## Exercise
Pick out each line in the records below that contains the string "with", treating uppercase and lowercase letters as distinct.

## Records to process
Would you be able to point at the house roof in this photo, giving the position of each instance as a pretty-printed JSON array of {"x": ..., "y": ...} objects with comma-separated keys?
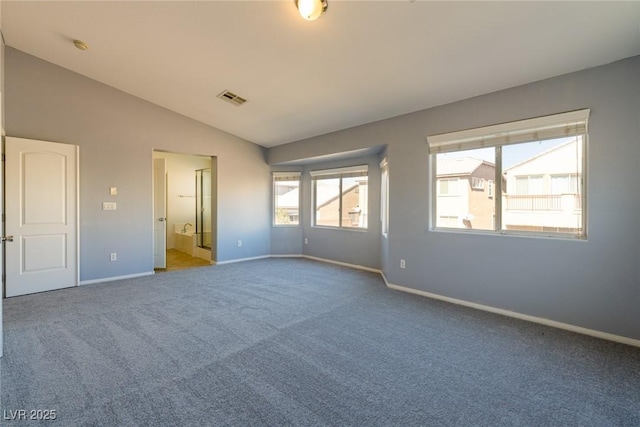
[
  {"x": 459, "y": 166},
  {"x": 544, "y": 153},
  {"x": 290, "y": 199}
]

---

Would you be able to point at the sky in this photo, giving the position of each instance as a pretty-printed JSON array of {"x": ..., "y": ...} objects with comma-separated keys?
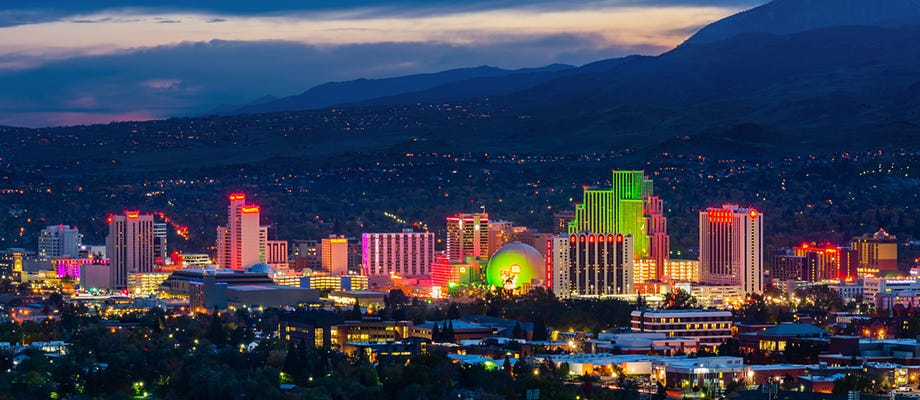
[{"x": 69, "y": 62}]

## Answer to this problem
Would you be able to point at the house roof in this photo, giving the position of each instance as a pretty-printed JSON array of {"x": ..., "y": ...} objects with comma-separated keys?
Would you be able to point at the sky in this photo, giving the position of each instance as a pretty-printed JSON array of {"x": ..., "y": ...} objects with comma-separated keys?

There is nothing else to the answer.